[Dataset excerpt]
#####
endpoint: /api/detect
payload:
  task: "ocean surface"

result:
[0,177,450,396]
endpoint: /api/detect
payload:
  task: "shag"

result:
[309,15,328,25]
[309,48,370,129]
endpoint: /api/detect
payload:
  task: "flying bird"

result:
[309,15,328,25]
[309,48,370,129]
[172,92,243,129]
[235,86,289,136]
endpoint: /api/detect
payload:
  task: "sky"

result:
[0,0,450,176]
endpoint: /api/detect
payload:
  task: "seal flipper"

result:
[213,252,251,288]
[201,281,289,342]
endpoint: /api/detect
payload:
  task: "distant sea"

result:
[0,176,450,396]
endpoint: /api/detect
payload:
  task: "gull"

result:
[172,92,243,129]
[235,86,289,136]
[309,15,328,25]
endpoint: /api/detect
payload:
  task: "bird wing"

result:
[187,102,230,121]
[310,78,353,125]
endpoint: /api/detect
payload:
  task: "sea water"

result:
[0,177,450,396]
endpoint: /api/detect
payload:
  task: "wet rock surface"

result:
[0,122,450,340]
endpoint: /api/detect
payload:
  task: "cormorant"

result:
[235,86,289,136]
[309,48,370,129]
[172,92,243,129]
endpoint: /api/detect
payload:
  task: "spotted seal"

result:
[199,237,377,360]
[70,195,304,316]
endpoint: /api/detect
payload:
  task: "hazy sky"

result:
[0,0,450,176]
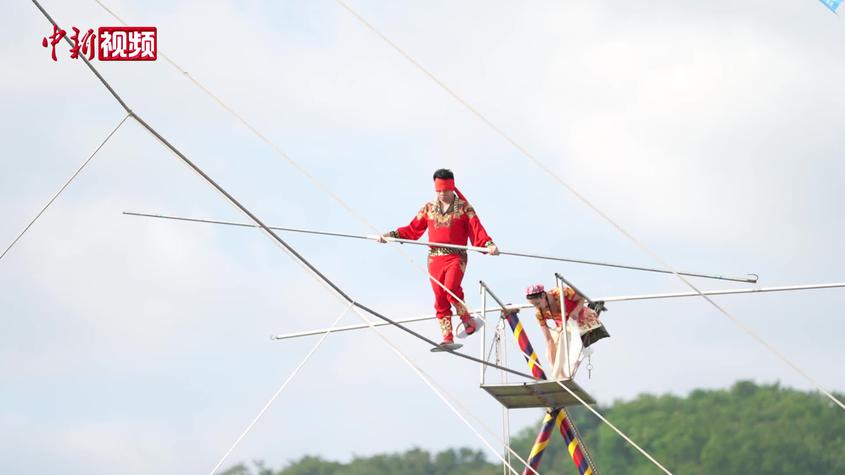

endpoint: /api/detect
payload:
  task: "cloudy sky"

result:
[0,0,845,474]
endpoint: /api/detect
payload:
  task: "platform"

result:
[481,380,596,409]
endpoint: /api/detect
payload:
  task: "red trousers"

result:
[428,254,469,318]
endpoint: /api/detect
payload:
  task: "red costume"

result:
[390,178,493,343]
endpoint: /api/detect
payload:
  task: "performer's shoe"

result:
[461,315,477,335]
[437,316,455,345]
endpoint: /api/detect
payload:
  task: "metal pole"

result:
[123,211,758,284]
[598,282,845,302]
[549,273,575,379]
[270,282,845,340]
[479,286,487,386]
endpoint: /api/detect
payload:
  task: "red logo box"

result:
[97,26,158,61]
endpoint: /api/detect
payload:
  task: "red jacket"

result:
[393,196,493,247]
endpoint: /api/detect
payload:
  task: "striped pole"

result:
[505,312,599,475]
[555,409,598,475]
[505,312,546,380]
[522,409,561,475]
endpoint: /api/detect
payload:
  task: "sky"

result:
[0,0,845,474]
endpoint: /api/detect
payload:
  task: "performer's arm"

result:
[466,203,499,256]
[388,204,428,240]
[536,310,557,368]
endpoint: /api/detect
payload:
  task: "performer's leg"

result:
[428,256,455,343]
[443,255,475,335]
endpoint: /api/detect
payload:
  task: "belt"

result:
[428,247,467,257]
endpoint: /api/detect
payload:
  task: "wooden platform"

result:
[481,380,596,409]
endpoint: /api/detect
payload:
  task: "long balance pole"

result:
[123,211,758,284]
[271,282,845,340]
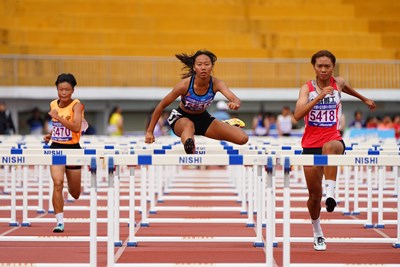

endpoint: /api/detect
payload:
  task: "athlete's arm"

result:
[335,77,376,110]
[214,78,241,110]
[49,102,83,132]
[293,84,333,121]
[145,80,188,144]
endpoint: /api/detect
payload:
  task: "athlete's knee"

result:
[308,192,322,202]
[236,132,249,145]
[53,180,64,191]
[322,142,340,154]
[68,188,81,199]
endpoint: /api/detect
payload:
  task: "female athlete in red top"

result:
[294,50,376,250]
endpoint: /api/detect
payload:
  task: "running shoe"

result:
[314,236,326,251]
[223,118,246,128]
[53,223,64,233]
[183,138,196,154]
[325,197,336,212]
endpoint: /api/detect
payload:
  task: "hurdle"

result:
[278,155,400,266]
[0,155,99,267]
[1,137,400,266]
[100,155,400,266]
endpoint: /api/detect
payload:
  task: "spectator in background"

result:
[26,107,44,135]
[267,113,278,136]
[365,117,379,129]
[252,111,269,136]
[378,116,394,130]
[0,102,16,135]
[213,100,231,121]
[349,110,365,129]
[276,106,296,136]
[107,106,124,136]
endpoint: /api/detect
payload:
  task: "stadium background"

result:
[0,0,400,134]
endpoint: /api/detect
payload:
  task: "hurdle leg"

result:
[127,166,137,247]
[140,165,149,227]
[114,166,122,247]
[156,166,165,203]
[240,166,247,214]
[9,166,19,226]
[21,165,31,226]
[283,158,290,266]
[351,166,360,215]
[393,166,400,197]
[393,170,400,248]
[254,166,264,247]
[148,166,157,214]
[37,165,44,213]
[246,167,254,227]
[265,161,274,266]
[107,157,114,267]
[89,158,97,267]
[364,166,373,228]
[3,165,12,194]
[343,166,350,215]
[375,166,385,228]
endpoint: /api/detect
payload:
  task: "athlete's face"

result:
[57,82,74,102]
[193,55,213,78]
[314,57,335,80]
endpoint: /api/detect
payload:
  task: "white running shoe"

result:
[314,236,326,251]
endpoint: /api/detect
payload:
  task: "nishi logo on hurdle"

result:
[0,136,400,266]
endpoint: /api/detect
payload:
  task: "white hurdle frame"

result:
[0,150,400,267]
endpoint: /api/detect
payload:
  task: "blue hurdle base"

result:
[21,222,31,227]
[126,241,137,247]
[253,242,264,248]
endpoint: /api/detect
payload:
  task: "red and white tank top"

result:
[301,77,342,148]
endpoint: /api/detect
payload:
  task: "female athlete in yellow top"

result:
[44,73,85,232]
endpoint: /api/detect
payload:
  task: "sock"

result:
[311,218,324,237]
[56,212,64,224]
[325,180,336,199]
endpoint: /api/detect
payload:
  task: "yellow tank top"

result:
[50,99,84,144]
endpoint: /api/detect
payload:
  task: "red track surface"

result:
[0,170,400,266]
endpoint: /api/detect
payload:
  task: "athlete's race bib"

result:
[168,109,182,125]
[51,121,72,142]
[308,104,337,127]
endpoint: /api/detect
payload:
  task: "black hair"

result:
[175,50,217,79]
[55,73,76,88]
[311,50,336,66]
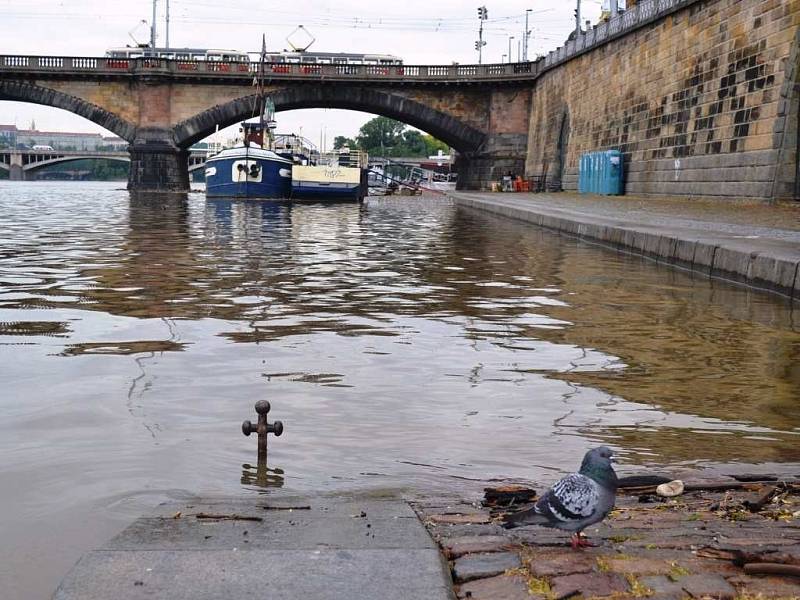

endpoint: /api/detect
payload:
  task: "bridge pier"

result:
[8,152,25,181]
[455,133,528,190]
[128,128,189,192]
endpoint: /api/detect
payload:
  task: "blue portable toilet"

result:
[597,150,625,196]
[578,150,625,196]
[578,153,589,194]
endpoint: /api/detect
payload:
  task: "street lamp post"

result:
[475,6,489,65]
[522,8,533,62]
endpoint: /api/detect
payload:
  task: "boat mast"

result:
[164,0,169,50]
[258,33,267,145]
[150,0,158,56]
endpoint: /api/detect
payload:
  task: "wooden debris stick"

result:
[194,513,264,521]
[483,485,536,506]
[744,563,800,578]
[742,485,783,512]
[697,546,800,567]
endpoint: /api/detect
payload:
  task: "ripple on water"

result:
[0,183,800,596]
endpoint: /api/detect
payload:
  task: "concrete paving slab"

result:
[54,549,452,600]
[54,496,454,600]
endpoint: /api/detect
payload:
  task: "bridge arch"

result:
[173,85,487,153]
[0,79,136,142]
[22,155,131,171]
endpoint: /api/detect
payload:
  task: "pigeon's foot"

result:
[570,533,595,550]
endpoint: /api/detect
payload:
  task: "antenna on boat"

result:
[286,25,317,52]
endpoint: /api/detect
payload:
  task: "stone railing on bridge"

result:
[0,0,699,83]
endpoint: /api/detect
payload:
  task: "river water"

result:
[0,182,800,599]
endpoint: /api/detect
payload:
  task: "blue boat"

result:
[206,144,292,199]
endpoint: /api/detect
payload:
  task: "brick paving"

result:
#####
## Task instructions
Retype the rows from the very first line through the line containing "[0,122,450,340]", including both ends, without changing anything.

## Full response
endpoint: /api/detect
payload:
  task: "ocean surface"

result:
[0,177,450,396]
endpoint: /api/detect
payload:
  task: "shag"

result:
[309,15,328,25]
[309,48,370,129]
endpoint: /api/detect
payload:
  task: "flying bird"

result:
[309,15,328,25]
[309,48,370,129]
[172,92,243,129]
[235,86,289,136]
endpoint: /api/detect
payload:
  task: "sky"

result:
[0,0,450,176]
endpoint: /api/detect
payload:
  task: "seal flipper"

result:
[213,252,251,288]
[201,281,289,342]
endpoint: /api/detect
payload:
  task: "distant sea"

result:
[0,176,450,396]
endpoint: /api/detect
payload:
  task: "gull"

result:
[172,92,243,129]
[235,86,289,136]
[309,15,328,25]
endpoint: /api/detect
payload:
  task: "bird wing"

result:
[187,102,230,121]
[310,78,353,125]
endpoint: /api/detect
payload:
  task: "sea water"

result:
[0,177,450,396]
endpoint: /api/detect
payload:
  task: "wet rock surface"

result:
[0,122,450,340]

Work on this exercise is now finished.